● Goal:
Can you extract the records below word for word, from the first line up to and including the line that contains "point(99, 13)"?

● Provided records:
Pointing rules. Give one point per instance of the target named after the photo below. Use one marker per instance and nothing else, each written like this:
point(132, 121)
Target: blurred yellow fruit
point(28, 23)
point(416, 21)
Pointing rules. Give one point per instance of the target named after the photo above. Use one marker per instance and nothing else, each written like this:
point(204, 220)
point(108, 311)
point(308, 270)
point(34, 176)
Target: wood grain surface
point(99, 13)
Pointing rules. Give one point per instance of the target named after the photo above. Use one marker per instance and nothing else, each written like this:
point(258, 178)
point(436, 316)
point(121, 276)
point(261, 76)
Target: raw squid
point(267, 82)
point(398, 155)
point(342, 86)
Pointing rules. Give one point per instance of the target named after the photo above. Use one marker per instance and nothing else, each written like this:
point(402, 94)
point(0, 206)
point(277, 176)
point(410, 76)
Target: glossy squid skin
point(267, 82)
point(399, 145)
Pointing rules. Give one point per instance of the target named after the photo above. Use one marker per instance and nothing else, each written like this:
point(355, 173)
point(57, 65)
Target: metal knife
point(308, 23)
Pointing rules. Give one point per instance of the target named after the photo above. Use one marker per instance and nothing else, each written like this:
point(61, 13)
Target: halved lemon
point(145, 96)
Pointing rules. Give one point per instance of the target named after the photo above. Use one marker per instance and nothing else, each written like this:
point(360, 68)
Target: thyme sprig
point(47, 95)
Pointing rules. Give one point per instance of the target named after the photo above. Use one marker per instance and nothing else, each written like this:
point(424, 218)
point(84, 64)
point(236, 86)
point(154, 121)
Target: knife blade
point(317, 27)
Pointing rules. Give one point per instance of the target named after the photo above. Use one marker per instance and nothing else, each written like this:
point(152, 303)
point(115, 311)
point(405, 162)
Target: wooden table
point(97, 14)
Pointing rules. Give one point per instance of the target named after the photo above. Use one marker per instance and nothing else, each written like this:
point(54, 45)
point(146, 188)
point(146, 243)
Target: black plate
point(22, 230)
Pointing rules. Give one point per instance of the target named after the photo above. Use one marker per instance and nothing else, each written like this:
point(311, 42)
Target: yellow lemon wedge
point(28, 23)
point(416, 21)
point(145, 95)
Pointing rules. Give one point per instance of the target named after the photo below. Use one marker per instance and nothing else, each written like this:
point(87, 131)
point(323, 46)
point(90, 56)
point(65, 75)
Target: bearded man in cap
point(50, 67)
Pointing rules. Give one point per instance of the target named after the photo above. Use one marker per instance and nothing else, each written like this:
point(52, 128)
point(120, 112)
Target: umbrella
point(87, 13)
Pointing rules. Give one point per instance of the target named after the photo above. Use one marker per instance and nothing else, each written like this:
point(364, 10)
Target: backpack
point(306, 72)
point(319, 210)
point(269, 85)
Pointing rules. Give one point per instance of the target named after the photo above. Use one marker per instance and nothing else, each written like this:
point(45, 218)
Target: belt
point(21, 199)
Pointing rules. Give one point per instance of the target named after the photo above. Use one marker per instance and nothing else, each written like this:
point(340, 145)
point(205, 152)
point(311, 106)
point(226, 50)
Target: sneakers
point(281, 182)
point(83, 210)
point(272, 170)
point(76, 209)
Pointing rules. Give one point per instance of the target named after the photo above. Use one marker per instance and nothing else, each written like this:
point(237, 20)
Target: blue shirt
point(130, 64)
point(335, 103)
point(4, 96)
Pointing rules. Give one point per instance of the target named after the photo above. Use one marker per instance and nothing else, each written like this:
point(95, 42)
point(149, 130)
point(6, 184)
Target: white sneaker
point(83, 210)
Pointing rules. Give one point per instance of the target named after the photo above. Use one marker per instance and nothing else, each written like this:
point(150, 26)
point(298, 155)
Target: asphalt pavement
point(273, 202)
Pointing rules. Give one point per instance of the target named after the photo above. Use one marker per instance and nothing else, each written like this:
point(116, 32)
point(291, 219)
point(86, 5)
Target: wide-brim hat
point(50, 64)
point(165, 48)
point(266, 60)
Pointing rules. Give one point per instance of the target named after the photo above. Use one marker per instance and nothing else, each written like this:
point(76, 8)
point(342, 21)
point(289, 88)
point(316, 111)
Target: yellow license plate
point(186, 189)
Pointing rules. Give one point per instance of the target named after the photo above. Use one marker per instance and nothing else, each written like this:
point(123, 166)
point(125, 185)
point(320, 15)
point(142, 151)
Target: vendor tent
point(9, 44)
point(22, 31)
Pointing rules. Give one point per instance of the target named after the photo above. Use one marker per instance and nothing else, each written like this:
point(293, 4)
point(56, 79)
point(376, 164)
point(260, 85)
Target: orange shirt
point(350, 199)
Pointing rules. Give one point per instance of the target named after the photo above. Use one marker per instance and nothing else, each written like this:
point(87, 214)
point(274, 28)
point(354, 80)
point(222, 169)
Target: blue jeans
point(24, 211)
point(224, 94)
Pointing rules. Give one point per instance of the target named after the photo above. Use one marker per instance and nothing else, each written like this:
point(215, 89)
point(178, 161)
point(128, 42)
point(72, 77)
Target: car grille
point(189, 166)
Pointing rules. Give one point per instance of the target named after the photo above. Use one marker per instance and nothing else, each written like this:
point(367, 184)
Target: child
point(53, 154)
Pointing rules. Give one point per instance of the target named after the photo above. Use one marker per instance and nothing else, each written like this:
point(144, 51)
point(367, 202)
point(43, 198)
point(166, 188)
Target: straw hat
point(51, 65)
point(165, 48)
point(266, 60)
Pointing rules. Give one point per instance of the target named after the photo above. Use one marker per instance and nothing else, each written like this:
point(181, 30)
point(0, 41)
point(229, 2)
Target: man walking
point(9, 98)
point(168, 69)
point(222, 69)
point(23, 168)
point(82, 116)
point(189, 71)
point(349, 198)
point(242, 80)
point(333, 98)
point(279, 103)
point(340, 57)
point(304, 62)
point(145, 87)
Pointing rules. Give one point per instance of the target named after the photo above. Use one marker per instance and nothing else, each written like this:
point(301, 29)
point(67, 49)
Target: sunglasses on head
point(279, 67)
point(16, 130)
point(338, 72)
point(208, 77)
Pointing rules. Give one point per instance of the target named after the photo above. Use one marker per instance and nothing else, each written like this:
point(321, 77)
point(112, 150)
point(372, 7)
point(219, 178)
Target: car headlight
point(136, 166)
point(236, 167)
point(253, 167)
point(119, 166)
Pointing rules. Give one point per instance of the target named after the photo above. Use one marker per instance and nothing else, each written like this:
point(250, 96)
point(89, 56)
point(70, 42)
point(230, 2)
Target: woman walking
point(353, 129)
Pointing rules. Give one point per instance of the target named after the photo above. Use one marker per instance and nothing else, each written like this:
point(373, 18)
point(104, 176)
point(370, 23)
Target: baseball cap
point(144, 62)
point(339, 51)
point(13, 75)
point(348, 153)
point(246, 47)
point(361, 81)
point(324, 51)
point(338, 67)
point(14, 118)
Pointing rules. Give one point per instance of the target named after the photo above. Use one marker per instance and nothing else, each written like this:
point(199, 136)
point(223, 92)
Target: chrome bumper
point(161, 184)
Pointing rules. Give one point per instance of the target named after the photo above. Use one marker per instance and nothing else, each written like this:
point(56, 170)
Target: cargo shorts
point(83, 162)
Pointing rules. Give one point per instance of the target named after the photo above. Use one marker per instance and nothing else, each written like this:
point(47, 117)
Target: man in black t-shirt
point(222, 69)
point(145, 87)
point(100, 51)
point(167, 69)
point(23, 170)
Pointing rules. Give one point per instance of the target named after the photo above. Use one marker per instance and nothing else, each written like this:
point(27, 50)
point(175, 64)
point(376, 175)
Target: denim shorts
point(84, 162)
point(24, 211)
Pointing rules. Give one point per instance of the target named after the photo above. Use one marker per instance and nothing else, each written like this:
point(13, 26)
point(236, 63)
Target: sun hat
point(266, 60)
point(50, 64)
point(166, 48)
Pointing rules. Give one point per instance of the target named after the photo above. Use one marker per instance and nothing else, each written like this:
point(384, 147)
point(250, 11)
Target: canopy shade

● Task answer:
Pointing rules. Give one point per instance of the target named after the photo below. Use one marker per instance and nothing else, each written like this:
point(132, 121)
Target: blurred yellow fruit
point(28, 23)
point(416, 21)
Pointing rules. Give one point per instance of the target named after the photo above. Use one marker per instance and nothing else, each written like this:
point(204, 220)
point(108, 311)
point(308, 270)
point(34, 176)
Target: wood grain surface
point(99, 13)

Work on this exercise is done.